- _TASK_: Copy every line of the data below word for word.

(Pointing and labeling data)

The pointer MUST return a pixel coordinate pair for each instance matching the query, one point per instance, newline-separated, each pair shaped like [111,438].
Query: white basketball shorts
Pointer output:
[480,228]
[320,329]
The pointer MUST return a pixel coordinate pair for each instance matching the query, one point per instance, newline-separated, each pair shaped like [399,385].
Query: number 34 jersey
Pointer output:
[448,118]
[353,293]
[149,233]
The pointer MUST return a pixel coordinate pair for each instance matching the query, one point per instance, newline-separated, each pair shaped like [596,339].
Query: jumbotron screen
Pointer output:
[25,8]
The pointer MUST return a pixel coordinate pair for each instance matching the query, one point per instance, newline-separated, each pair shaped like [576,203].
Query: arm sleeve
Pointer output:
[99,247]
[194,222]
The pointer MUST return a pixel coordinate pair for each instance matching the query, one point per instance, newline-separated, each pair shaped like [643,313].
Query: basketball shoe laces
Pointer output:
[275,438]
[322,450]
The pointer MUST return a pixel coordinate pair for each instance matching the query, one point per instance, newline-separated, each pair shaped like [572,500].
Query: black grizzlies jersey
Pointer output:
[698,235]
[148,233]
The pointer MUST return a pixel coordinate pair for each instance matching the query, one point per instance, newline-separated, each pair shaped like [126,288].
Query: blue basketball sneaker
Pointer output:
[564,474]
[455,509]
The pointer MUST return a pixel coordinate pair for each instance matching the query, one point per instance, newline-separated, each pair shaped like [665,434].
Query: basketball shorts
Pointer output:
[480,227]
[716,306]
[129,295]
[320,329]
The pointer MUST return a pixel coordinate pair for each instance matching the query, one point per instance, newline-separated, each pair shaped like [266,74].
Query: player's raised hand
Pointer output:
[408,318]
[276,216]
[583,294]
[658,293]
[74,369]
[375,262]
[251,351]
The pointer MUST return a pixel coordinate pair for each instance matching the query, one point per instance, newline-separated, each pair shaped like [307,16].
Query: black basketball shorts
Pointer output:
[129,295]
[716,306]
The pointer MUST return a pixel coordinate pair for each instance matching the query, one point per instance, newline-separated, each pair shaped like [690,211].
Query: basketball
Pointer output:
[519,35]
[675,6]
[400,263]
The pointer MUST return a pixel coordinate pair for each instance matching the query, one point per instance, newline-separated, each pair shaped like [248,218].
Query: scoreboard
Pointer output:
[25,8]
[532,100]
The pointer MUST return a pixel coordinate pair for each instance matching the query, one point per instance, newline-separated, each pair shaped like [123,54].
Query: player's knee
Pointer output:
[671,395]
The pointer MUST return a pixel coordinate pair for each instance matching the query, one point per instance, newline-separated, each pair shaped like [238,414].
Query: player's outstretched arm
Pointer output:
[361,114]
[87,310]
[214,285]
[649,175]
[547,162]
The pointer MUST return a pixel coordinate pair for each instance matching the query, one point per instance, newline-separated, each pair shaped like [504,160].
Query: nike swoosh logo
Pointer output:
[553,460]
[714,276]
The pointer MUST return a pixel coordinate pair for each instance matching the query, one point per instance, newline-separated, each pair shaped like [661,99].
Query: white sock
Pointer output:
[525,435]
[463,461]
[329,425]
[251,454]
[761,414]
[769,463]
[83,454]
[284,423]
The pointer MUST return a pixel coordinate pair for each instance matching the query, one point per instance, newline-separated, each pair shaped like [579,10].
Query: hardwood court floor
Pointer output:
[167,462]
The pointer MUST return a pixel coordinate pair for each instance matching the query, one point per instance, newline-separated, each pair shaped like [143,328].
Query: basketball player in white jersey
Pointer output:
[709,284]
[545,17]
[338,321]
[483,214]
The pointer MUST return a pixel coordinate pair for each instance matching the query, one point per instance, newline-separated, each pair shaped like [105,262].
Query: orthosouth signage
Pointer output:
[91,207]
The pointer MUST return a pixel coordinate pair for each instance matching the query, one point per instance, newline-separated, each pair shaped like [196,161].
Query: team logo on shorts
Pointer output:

- _RESULT_:
The pointer MUST return a pixel coordinate pair for each instance matching the query, one point per instance, newline-separated, each pair shaped like [111,438].
Query: white basketball shorts
Pointer output:
[480,228]
[320,329]
The pointer MUST return a pixel coordinate pair for each instance matching the query, one point per instance, newline-separated, each pair shaped like [399,385].
Query: number 34 jersey
Pointer output:
[448,118]
[353,293]
[149,233]
The pointer MUST return a pixel coordinate pair for each instance matching the query, one point per instance, newline-separated, each pair shaped like [596,339].
Query: jumbotron screen
Pointer output:
[25,8]
The pointer MUST return a pixel coordinate pair for each instance matching the query, one point per instance, newline-separated, each pair shaped like [576,203].
Query: arm sleeve
Pointer output:
[99,247]
[194,222]
The pointer MUST return a pixel coordinate pair for each instance matching the query, one point per instance, newline-separated, each pair shaped like [643,313].
Query: basketball shoe laces
Pointer output:
[275,438]
[322,450]
The pointer MUST return a pixel coordinate pair for each instance matching the query, one point per instance, newline-separated, each pair shaped like [572,500].
Query: black grizzlies jersey
Pointer output:
[698,235]
[148,233]
The pointer MUST return a pixel coordinate pair for each instance matching the query, one point per instance, newline-separated, each pair shaped like [126,288].
Query: blue basketball sneaker
Pointer output:
[564,474]
[455,509]
The pointer MUST return a pixel coordinate pair for each instance matching the query, one point per instance, newline-separated, each pair shaped like [665,434].
Query: basketball shorts
Pointer output:
[480,227]
[716,306]
[129,295]
[320,329]
The pointer MUST return a pixel coordinate pair for each instance matching the query, one point per instance, newline-separated, each pair shaped like [266,74].
Query: player's raised hand
Pointer output:
[408,318]
[276,216]
[583,294]
[658,293]
[74,369]
[375,262]
[251,351]
The pointer MUST return a pixel coordinate pair for each instance matching the query, one point per instance, newline-separated, each pair shaped like [307,16].
Query: black basketball shorts
Pointer output:
[129,295]
[716,306]
The pointer MUST return a pixel coordinate pair for each instance matching the query, one point per instance, newline-separated, each pair shaped like [690,211].
Query: basketball
Pointer output:
[519,35]
[675,6]
[400,263]
The pointer MUST return a pixel coordinate pair for each instance matching the query, one point per instance, newline-separated, each pair shaped like [248,218].
Query: scoreboard
Pointer output:
[25,8]
[532,100]
The pointer MUST return a pixel coordinate pair for each instance matching the query, one point per instance, newline-separated, each pair shaped like [123,54].
Query: player's knee
Pointer output:
[671,395]
The pointer MUST return a pixel coordinate pair for each instance matching the query, one point per instance, newline-separated, each pair shaped like [238,414].
Query: player's outstretched arm
Pointer output:
[361,114]
[87,310]
[214,285]
[649,175]
[547,162]
The pointer MUST return a pixel coordinate pair for each instance matching the query, one point per instance, newline-separated, each pair shaped like [504,160].
Query: nike swoosh logo
Pointer output:
[553,460]
[714,276]
The pointer MUST return a pixel coordinate pair for each instance matching the query, one point per instance, newline-separated, each pair shaped like [661,99].
Query: white sock
Pointer output:
[525,435]
[463,461]
[329,425]
[251,454]
[761,414]
[769,463]
[83,454]
[284,423]
The pointer MUST return a pixel coordinate pair for each instance matching the query, one point per instance, newline-separated, each pair shaped like [579,10].
Query: hardwood court floor
Pointer output:
[167,462]
The pointer MUST return a pixel coordinate pair for each instance matching the query, one point per instance, newline-separated, each pair shaped like [143,328].
Query: basketball player in white jersey
Pointer output:
[709,284]
[545,17]
[338,321]
[483,214]
The pointer MUST return a pixel coordinate pair for each instance matching the query, one point per instance, newline-separated, each pair shaped like [105,262].
Query: orthosouth signage
Pointer output:
[91,207]
The pointer MUST return a pixel coordinate pair for each instance matching the query, one point per instance, newline-separated, each pair shaped like [196,161].
Query: team logo on shorts
Pointer output:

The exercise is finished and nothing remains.